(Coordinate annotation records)

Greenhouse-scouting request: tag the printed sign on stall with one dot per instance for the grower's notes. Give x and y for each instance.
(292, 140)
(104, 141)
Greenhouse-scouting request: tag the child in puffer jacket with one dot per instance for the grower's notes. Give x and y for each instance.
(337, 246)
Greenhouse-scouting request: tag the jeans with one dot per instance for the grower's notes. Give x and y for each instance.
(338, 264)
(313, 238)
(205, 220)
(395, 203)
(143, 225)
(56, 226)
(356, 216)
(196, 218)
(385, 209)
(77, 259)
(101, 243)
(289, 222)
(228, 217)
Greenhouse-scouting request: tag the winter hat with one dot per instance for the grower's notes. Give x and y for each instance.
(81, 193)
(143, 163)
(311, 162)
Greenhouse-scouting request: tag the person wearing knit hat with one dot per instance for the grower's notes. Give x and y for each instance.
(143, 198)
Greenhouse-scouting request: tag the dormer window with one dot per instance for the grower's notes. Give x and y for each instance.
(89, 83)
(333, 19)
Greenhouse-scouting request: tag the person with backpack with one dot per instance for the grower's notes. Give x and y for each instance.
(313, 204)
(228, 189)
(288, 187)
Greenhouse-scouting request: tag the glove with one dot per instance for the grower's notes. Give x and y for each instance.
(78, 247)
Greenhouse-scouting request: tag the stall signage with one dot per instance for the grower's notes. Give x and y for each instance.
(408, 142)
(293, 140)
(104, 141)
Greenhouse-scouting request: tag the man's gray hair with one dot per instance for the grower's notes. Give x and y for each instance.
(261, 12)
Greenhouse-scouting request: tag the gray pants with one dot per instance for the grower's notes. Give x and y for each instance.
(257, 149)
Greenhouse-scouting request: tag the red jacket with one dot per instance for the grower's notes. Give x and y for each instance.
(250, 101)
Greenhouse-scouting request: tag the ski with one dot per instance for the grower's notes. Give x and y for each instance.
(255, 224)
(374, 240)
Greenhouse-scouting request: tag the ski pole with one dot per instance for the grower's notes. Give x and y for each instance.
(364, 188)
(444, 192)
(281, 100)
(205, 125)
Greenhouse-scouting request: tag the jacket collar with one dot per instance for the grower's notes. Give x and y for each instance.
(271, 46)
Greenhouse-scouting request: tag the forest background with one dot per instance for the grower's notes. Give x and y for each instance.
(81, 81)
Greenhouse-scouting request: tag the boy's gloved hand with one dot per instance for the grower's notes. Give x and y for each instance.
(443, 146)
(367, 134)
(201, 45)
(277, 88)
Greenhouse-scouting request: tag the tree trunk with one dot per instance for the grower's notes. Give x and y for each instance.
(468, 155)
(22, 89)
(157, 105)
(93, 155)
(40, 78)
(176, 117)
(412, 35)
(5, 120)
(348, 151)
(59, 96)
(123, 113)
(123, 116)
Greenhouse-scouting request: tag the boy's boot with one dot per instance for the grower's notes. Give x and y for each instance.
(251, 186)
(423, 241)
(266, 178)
--
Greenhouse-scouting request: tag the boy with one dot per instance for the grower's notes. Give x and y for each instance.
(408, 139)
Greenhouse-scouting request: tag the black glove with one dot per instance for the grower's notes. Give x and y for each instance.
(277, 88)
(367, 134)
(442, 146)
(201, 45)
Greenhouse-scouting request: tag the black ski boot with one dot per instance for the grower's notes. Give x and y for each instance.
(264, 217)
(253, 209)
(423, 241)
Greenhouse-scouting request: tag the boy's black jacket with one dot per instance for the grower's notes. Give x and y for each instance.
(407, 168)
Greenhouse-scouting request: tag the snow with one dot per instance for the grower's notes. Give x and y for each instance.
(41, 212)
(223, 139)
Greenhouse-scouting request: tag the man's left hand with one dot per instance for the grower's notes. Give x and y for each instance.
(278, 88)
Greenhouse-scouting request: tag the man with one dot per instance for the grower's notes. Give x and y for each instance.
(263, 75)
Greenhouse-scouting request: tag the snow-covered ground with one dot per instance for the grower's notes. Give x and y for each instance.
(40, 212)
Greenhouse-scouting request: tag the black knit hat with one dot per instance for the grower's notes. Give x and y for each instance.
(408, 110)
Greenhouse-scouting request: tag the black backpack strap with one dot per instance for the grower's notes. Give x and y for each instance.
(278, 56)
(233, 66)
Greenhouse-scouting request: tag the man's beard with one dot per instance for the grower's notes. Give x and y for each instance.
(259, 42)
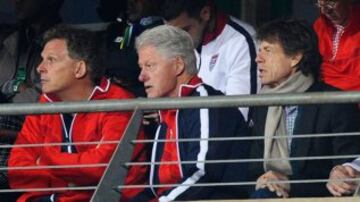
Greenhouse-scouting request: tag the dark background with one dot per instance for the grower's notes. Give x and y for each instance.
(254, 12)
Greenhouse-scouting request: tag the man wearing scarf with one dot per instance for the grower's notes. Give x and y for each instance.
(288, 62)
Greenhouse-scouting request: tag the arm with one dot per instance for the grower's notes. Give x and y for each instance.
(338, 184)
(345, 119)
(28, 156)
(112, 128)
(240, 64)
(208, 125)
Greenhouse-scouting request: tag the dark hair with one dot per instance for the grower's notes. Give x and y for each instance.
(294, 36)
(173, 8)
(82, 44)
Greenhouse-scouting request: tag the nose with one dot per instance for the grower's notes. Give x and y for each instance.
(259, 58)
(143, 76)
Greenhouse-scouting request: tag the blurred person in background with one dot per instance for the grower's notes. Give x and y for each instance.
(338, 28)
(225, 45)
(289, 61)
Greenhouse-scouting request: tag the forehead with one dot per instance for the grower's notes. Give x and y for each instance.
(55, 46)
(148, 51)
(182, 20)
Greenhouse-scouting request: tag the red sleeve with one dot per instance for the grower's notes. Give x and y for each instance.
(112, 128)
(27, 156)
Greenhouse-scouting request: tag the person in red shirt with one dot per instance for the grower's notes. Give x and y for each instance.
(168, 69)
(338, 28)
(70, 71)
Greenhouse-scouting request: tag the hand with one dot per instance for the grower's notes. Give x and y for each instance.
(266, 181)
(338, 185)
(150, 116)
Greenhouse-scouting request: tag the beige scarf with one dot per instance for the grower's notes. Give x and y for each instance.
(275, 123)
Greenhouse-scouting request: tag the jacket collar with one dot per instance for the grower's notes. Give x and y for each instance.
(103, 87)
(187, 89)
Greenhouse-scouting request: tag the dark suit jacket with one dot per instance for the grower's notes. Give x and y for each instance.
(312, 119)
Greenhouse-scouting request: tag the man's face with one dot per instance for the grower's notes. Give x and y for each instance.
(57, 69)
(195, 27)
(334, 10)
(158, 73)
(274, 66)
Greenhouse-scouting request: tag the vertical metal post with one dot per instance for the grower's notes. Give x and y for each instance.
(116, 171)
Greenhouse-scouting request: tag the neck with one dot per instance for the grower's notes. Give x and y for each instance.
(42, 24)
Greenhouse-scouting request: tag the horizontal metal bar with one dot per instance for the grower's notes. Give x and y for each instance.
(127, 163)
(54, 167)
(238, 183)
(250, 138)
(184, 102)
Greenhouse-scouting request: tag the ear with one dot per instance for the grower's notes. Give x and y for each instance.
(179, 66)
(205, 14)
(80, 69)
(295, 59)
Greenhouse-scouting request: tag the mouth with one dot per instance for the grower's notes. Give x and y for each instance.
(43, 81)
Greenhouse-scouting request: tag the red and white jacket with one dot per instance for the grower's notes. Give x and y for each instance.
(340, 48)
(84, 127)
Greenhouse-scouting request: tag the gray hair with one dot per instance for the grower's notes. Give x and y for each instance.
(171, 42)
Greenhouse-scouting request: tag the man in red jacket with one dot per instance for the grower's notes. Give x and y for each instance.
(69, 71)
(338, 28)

Task prompt: Select each line of the material above that contains the word "scarf", and copy those lines.

Written answer:
Greenhouse-scouting request: tag the man wearing scarf with one dot per instance for the grower's notes. Give x and y for each instance.
Greenhouse-scouting request: tag the beige scarf with one dot per instance for the grower's notes. Give x and y for each instance.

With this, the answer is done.